● Stated exercise
From the blog post about supporting transgender campers, pull out the passage starting with "I'm not calling" and going on through "a real suggestion).", copied word for word.

● Text passage
------------------------------------------------------------------------

Standing up for the rights of transgender campers even when others complain about it
My experiences after "coming out" as trans friendly, and how we're responding
A fair warning - today's post is a divergence from the usual "you might find this useful!" sort of post. I'm feeling pretty fired up, and words are on their way that not everyone will agree with. But here goes.
Two years ago I was the executive director of a non-profit summer camp. During one of the last weeks of camp, one of the campers came out as transgender. I was simultaneously very excited that he felt so comfortable at camp, and also sort of terrified as to how to handle it. As a camp that prided itself on helping kids to "become who they really are" and "explore using freedom wisely," a young person coming out as transgender presented an interesting situation. If this young person is saying he's a boy, why is he sleeping in the girl's lodge? Did he want to sleep there?
We ruminated on it for a few days, and decided to just ask him. He was staying for another week and indicated that, yes, he would like to stay in the boy's lodge in the following week. I wrote a whole post about it, but basically, it was one of the most touching weeks of camp I've ever had in my entire life.
All the fears I had about him being excluded, or picked on, or even ridiculed - they were all for naught. A bunch of pre-teen and teenage boys had no problem with the situation whatsoever. That young man ultimately met a lifelong friend that week, and they're both working for us at the Stomping Ground this summer.
I posted about the experience, and several camper families from that camp reached out to say how proud they were that their child attended such an inclusive camp.
So, case closed? Happy ending? Well, yes and no.
The second-hand backlash problem
Months after writing that post, backlash started trickling in. But a weird kind of backlash. No one reached out to me directly and stated any explicit problem with it. It was always second hand.
"Well I don't have a problem with it - but a lot of other parents are reaching out and saying they won't come back if a policy isn't put in place to stop this from happening again!"
Another person reached out to me and implored me to take the article down, since it could be damaging to the camp.
Only two people bothered to reach out to me directly, but I'm sure that others had similar concerns. I got on the phone with both of them to say that there was no way I'd take the article down, and to explain my position.
What struck me was how practical the arguments against letting campers define their own gender were. Neither of the two people who addressed me said that they had concerns about what had happened - they only wanted to talk about how other people perceived it. About how it might cost the camp money.
Sacrificing values for a better bottom line?
So here's my question to the camping community: Is it worth sacrificing your values to please people who don't hold the same values as you do?
My answer, of course, is "no."
I'm not calling any campers' parents to "warn them" that there's going to be a transgender camper in their lodge.
I'm not going to ask to see anyone's birth certificate to decide which gender they need to be at camp (this was a real suggestion).
I'm not going to force them to be the only camper who uses the mixed-gender solo bathroom.
I'm not going to make a child get parental approval for something as personal as their own gender identity.

------------------------------------------------------------------------

● Information given
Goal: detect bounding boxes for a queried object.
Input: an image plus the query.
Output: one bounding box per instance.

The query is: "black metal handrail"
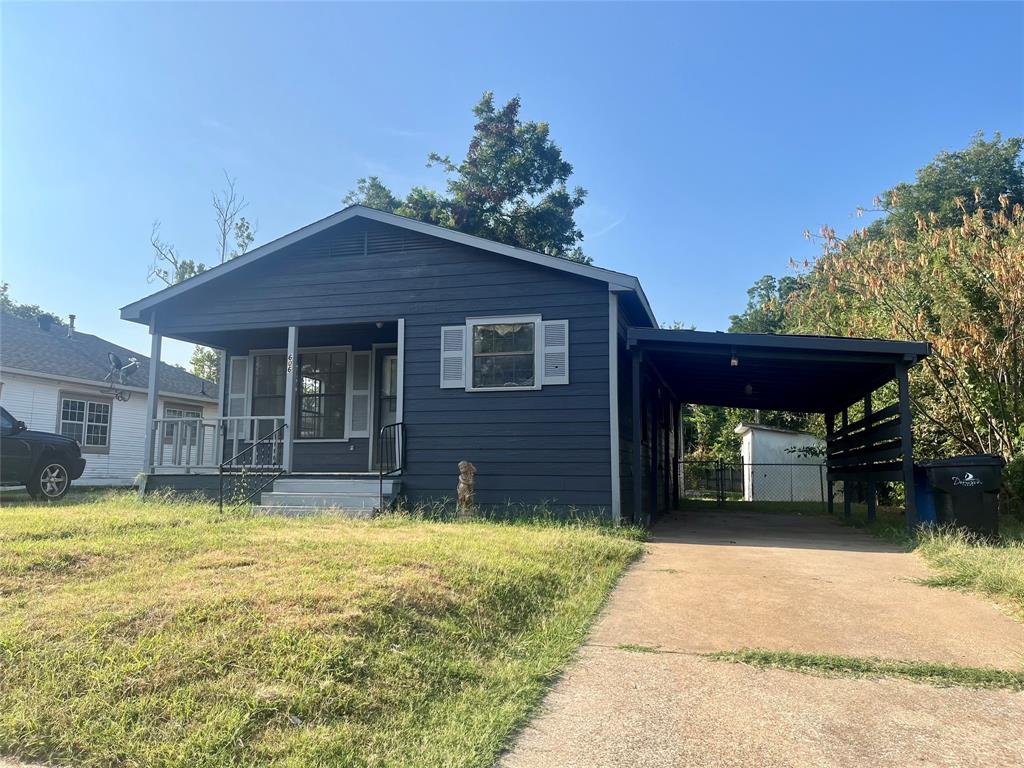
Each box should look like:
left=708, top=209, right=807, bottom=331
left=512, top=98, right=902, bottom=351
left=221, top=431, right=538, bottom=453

------------------------------------------------------------------------

● Response for this exercise
I'm not calling any campers' parents to "warn them" that there's going to be a transgender camper in their lodge.
I'm not going to ask to see anyone's birth certificate to decide which gender they need to be at camp (this was a real suggestion).